[Point-based annotation data]
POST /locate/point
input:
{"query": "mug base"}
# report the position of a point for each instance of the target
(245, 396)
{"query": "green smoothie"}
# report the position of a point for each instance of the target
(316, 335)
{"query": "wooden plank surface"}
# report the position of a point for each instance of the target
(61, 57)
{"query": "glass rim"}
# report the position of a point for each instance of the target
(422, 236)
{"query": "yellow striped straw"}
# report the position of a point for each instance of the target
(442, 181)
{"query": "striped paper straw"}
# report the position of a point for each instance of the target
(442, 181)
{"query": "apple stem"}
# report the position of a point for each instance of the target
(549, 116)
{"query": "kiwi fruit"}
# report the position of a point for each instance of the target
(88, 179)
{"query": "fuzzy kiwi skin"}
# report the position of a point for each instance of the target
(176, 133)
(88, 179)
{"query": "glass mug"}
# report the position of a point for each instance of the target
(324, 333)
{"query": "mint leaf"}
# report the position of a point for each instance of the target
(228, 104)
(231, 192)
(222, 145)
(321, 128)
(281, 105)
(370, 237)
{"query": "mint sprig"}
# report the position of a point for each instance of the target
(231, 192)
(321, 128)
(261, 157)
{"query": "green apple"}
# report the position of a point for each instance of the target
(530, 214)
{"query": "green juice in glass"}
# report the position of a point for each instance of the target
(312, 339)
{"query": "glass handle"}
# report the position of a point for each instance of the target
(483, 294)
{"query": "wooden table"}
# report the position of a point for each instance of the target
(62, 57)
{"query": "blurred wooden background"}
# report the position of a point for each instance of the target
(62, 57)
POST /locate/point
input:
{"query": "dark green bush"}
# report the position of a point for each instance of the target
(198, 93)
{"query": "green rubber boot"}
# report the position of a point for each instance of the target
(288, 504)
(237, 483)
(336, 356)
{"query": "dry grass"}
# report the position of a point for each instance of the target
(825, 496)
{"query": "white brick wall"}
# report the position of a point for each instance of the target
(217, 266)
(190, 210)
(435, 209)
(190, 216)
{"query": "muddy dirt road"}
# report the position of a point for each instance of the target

» Task requirements
Please repeat the material above, word for word and in full.

» Reply
POST /locate/point
input:
{"query": "mug base"}
# report the position of a point for each instance of the target
(245, 396)
{"query": "green smoothie"}
# report the position of a point for each instance of the target
(316, 335)
{"query": "wooden plank surface"}
# report the position of a point for each instance of the target
(61, 57)
{"query": "glass rim"}
# report the position of a point for each instance of the target
(422, 236)
{"query": "yellow striped straw"}
# report the position of a point for each instance of the target
(442, 181)
{"query": "striped paper straw"}
# report the position of a point for each instance of the target
(442, 181)
{"query": "apple stem"}
# report the position of a point for each instance of the target
(549, 116)
{"query": "kiwi fruit"}
# report the position of a point for each instance of the target
(88, 179)
{"query": "fuzzy kiwi skin"}
# report the position of a point for each instance of the target
(176, 133)
(88, 179)
{"query": "glass mug"}
# report the position of a point for each instance of the target
(324, 333)
{"query": "mint leaf"}
# report the position of a point for each instance of the target
(228, 104)
(231, 192)
(222, 145)
(321, 128)
(281, 105)
(370, 237)
{"query": "mint sprig"}
# report the position of a point for each instance of the target
(231, 192)
(321, 128)
(261, 157)
{"query": "green apple"}
# report the position of a point for each instance of the target
(530, 214)
{"query": "green juice in glass"}
# report the position of a point for each instance of the target
(312, 339)
{"query": "glass handle"}
# report the position of a point for each instance of the target
(483, 294)
{"query": "wooden table"}
# report the position of a point for each instance of the target
(62, 57)
{"query": "blurred wooden background"}
# report the position of a point for each instance of the target
(62, 57)
POST /locate/point
input:
{"query": "dark green bush"}
# report the position of a point for each instance of the target
(198, 93)
{"query": "green rubber boot"}
# report the position of a point for each instance of the target
(288, 504)
(237, 483)
(336, 356)
{"query": "dry grass"}
# report the position of a point for each instance of the target
(825, 496)
{"query": "white brick wall"}
# report the position of a point for each instance of the target
(217, 266)
(190, 210)
(435, 209)
(190, 216)
{"query": "muddy dirt road"}
# report the position of a point for each instance of the target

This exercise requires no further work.